*Page text:*
No More Deaths, a Tucson-based human-rights advocacy group, continues its push to end the abusive treatment immigrants suffer while in U.S. Border Patrol Custody.
The group shares the stories of abuse, neglect, and humiliation of 13,000 people detained by the Border Patrol in a report released today -- "A Culture of Cruelty: Abuse and Impunity in Short-Term U.S. Border Patrol Custody."
"What we've found is clearly not the result of a few 'bad apples,'" says Danielle Alvarado, a No More Deaths volunteer and co-author of the report. "We continue to hear the same stories from thousands of people, released from different Border Patrol stations, year after year. They are alarmingly consistent."
U.S. Border Patrol agents regularly violate the human rights of their detainees by engaging in unsafe and unsanitary detention practices, physically abusing detainees, and refusing medical attention to those who need it, group leaders proclaim.
A Border Patrol spokesman was not immediately available for comment.

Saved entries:
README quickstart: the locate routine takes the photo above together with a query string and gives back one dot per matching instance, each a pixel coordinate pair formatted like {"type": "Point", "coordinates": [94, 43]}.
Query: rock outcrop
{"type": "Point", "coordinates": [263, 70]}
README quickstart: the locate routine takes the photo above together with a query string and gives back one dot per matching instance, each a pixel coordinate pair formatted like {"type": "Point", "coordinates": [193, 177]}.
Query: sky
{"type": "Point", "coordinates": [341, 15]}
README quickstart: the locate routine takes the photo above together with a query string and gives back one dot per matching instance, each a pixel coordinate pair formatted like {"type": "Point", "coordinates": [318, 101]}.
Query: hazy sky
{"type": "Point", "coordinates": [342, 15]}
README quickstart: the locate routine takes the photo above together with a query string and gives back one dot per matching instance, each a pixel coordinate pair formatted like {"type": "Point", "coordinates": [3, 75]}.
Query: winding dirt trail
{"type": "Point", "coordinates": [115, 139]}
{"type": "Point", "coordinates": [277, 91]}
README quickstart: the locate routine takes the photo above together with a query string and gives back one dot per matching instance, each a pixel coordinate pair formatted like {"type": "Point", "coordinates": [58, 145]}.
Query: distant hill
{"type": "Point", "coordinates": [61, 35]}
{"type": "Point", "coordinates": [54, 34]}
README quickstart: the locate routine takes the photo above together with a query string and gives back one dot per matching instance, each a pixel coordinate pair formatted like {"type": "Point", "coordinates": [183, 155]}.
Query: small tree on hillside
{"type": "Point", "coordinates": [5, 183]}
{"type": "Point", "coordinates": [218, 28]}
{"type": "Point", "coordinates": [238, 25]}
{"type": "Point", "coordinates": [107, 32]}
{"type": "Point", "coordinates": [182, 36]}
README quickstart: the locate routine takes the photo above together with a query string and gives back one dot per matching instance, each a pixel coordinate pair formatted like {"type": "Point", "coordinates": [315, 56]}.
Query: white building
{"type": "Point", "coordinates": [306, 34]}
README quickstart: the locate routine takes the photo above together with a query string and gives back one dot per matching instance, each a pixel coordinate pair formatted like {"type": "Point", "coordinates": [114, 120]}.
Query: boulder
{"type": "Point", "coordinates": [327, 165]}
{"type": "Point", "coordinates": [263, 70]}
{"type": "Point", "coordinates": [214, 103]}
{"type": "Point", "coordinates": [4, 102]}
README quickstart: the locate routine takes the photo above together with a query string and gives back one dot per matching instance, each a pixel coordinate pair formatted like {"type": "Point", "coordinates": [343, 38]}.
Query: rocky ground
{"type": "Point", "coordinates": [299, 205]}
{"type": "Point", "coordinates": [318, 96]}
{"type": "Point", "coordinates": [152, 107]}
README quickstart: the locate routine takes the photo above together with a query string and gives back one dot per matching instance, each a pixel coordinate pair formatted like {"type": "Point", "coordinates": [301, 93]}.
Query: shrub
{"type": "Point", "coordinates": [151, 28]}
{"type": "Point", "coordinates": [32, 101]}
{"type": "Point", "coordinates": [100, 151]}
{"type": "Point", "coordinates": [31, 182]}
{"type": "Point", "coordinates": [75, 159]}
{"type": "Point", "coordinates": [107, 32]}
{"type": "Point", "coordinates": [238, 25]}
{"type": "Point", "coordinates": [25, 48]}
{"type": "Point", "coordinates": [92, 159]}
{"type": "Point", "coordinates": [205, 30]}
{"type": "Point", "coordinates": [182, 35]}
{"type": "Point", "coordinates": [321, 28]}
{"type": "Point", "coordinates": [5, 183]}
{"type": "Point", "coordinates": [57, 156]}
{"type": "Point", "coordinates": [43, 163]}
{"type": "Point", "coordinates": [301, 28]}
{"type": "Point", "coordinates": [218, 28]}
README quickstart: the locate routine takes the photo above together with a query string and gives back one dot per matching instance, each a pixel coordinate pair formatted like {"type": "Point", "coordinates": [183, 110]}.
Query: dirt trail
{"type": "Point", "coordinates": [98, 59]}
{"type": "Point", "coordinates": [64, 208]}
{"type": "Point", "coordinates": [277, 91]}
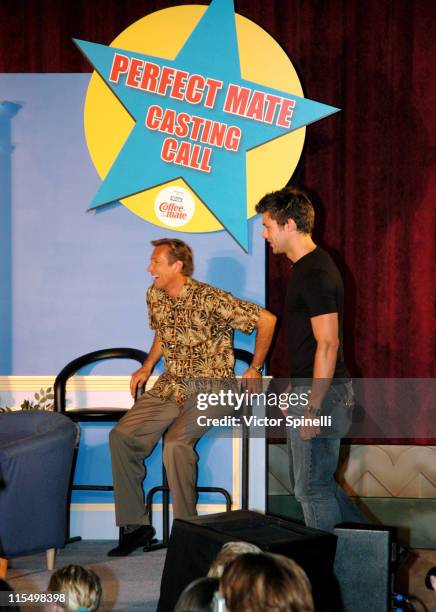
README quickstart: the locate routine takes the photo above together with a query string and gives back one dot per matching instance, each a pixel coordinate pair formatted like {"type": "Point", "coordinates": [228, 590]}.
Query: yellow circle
{"type": "Point", "coordinates": [162, 34]}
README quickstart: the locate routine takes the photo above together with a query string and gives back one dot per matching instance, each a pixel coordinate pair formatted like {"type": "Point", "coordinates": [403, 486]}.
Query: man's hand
{"type": "Point", "coordinates": [252, 380]}
{"type": "Point", "coordinates": [308, 432]}
{"type": "Point", "coordinates": [139, 377]}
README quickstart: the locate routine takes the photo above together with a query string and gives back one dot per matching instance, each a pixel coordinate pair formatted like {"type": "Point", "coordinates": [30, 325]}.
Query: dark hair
{"type": "Point", "coordinates": [267, 582]}
{"type": "Point", "coordinates": [4, 586]}
{"type": "Point", "coordinates": [289, 203]}
{"type": "Point", "coordinates": [198, 596]}
{"type": "Point", "coordinates": [178, 251]}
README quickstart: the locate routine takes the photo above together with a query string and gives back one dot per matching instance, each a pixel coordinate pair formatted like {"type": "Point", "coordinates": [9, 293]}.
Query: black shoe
{"type": "Point", "coordinates": [138, 538]}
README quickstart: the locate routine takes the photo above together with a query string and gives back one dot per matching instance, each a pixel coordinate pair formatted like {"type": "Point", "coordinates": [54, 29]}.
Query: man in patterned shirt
{"type": "Point", "coordinates": [193, 325]}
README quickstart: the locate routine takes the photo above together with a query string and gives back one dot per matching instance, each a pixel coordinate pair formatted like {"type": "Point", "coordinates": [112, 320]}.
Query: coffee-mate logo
{"type": "Point", "coordinates": [196, 98]}
{"type": "Point", "coordinates": [174, 207]}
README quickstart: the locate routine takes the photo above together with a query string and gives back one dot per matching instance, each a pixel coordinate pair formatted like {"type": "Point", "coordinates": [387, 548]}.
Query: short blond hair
{"type": "Point", "coordinates": [178, 251]}
{"type": "Point", "coordinates": [267, 582]}
{"type": "Point", "coordinates": [82, 587]}
{"type": "Point", "coordinates": [228, 552]}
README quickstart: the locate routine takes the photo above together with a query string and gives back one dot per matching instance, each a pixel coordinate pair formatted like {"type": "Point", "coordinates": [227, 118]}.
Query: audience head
{"type": "Point", "coordinates": [267, 582]}
{"type": "Point", "coordinates": [198, 596]}
{"type": "Point", "coordinates": [82, 586]}
{"type": "Point", "coordinates": [430, 579]}
{"type": "Point", "coordinates": [4, 586]}
{"type": "Point", "coordinates": [228, 552]}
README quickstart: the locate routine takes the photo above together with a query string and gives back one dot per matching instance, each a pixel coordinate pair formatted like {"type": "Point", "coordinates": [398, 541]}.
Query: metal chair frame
{"type": "Point", "coordinates": [102, 415]}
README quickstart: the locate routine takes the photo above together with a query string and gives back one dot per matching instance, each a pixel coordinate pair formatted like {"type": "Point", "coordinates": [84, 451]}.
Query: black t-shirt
{"type": "Point", "coordinates": [315, 288]}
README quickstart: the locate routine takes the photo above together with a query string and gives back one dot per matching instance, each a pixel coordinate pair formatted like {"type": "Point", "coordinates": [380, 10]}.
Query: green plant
{"type": "Point", "coordinates": [44, 401]}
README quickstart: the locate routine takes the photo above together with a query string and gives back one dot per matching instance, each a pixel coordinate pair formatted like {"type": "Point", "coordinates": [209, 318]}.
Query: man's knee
{"type": "Point", "coordinates": [174, 448]}
{"type": "Point", "coordinates": [116, 438]}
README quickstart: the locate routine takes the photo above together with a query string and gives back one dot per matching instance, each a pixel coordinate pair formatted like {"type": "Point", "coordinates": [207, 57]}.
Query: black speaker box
{"type": "Point", "coordinates": [195, 542]}
{"type": "Point", "coordinates": [365, 566]}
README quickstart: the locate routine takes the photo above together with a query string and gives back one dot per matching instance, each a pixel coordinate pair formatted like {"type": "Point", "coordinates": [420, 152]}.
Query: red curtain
{"type": "Point", "coordinates": [371, 165]}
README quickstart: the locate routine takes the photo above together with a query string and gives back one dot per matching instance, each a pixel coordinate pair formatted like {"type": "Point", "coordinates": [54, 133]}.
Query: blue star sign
{"type": "Point", "coordinates": [195, 118]}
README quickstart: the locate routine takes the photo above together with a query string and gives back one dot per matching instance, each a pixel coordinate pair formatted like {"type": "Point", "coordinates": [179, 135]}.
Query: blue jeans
{"type": "Point", "coordinates": [313, 463]}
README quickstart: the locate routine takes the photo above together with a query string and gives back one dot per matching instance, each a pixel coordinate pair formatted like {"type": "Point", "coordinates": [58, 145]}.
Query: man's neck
{"type": "Point", "coordinates": [300, 246]}
{"type": "Point", "coordinates": [176, 287]}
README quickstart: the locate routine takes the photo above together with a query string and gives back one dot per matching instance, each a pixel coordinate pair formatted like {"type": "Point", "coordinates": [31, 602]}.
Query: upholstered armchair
{"type": "Point", "coordinates": [36, 452]}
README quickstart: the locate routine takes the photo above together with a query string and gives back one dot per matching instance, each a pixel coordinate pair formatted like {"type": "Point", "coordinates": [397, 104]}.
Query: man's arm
{"type": "Point", "coordinates": [264, 333]}
{"type": "Point", "coordinates": [141, 375]}
{"type": "Point", "coordinates": [326, 331]}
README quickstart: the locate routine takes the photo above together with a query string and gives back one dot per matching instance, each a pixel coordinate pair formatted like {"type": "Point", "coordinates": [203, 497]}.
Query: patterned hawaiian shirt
{"type": "Point", "coordinates": [195, 331]}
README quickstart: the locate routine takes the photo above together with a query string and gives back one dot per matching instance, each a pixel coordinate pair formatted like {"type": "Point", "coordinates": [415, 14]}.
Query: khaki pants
{"type": "Point", "coordinates": [134, 438]}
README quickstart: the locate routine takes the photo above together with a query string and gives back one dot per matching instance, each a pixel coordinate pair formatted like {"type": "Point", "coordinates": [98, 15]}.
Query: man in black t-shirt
{"type": "Point", "coordinates": [314, 320]}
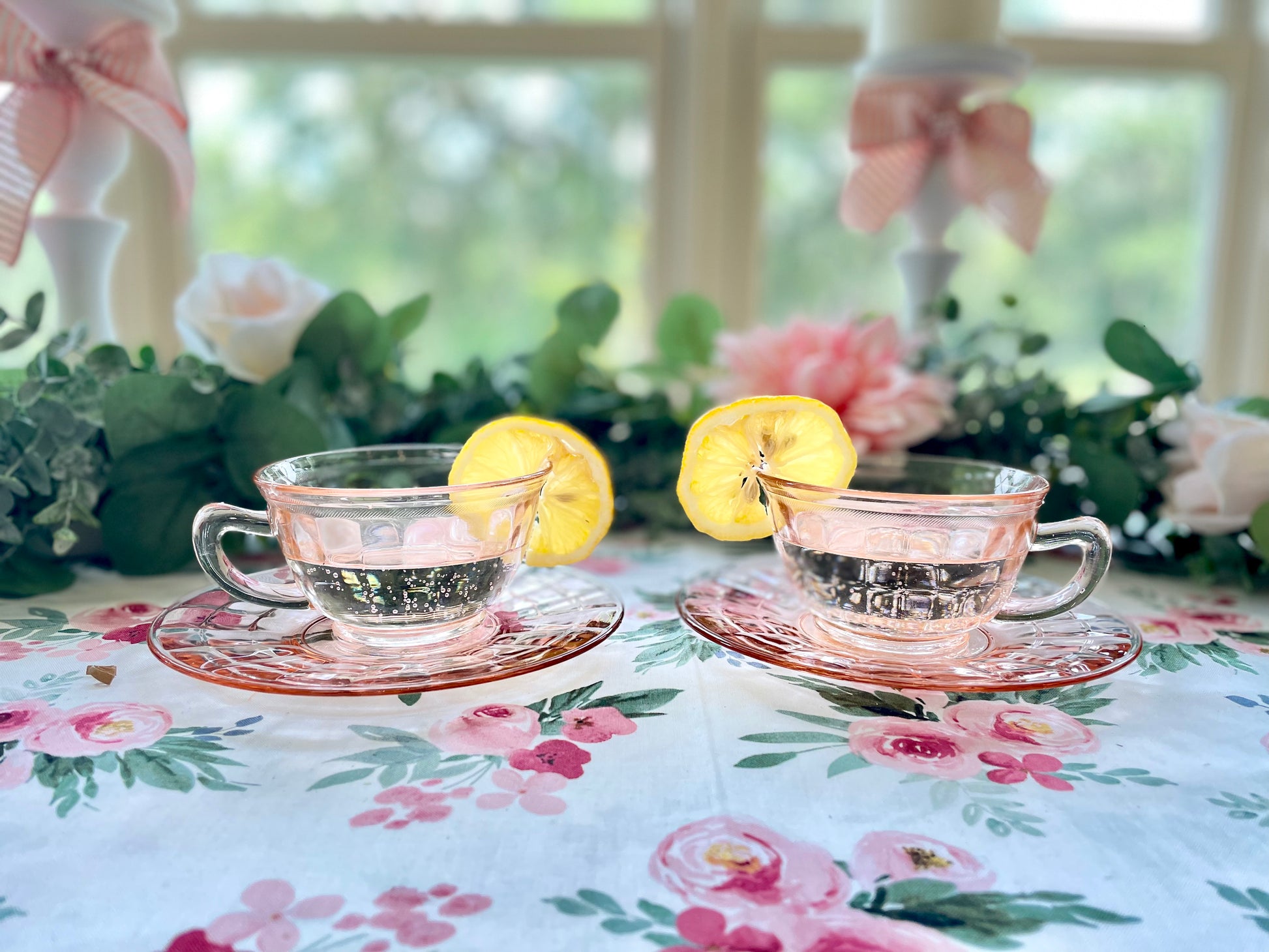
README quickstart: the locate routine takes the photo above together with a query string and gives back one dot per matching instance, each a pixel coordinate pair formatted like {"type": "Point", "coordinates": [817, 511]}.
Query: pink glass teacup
{"type": "Point", "coordinates": [378, 543]}
{"type": "Point", "coordinates": [919, 551]}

*Brief 1:* Print the passage of the article on Border Patrol custody from "U.S. Border Patrol agents" to "group leaders proclaim.".
*Brief 2:*
Answer these about the article on Border Patrol custody:
(a) In what city is No More Deaths based?
(b) How many detained people's stories does the report share?
(c) What two roles does Danielle Alvarado hold?
*Brief 3:* Can you pick up the article on Border Patrol custody where it stops and write what comes next?

*Result 1:*
U.S. Border Patrol agents regularly violate the human rights of their detainees by engaging in unsafe and unsanitary detention practices, physically abusing detainees, and refusing medical attention to those who need it, group leaders proclaim.

*Result 2:*
(a) Tucson
(b) 13,000
(c) She is a No More Deaths volunteer and a co-author of the report.

*Result 3:*
Interviews, conducted by volunteers for No More Deaths and other human rights organizations, highlight that individuals suffering severe dehydration are routinely deprived of water; people with life-threatening medical conditions are denied treatment; children and adults are beaten during apprehensions and in custody, many are crammed into cells and subjected to extreme temperatures, deprived of sleep and subject to humiliation and other forms of psychological abuse.
New Times documented many of those abuses in Culture of Cruelty, a feature published December 16, 2010 that included the story of Anastasio Hernandez Rojas, a California man who died in the hands of federal immigration agents.
From the story:
Anastasio Hernandez Rojas screamed in agony as U.S. border agents rained blows on him and delivered 50,000 volts of electricity to his body over and over.
"No! No! Ayuda!" the 42-year-old Mexican wailed, pleading for help in Spanish. "Ayudenme [help me]!"
It was late in the evening of May 28, and his cries could be heard throughout the San Ysidro border-crossing area dividing San Diego and Tijuana.
Witnesses said that Hernandez Rojas was facedown on the ground, his arms handcuffed behind his back. Three agents were piled on top of him, one driving his knee into Hernandez Rojas' back, another pushing his knee into the deportee's neck. Other federal agents were kicking the father of five on each side of his body.
That story was, in part, based on the first report released by No More Deaths in 2008: "Crossing the Line -- Human Rights Abuses of Migrants in Short-Term Custody on the Arizona-Sonora Border."
That report, too, is full of many of the same examples of abuse.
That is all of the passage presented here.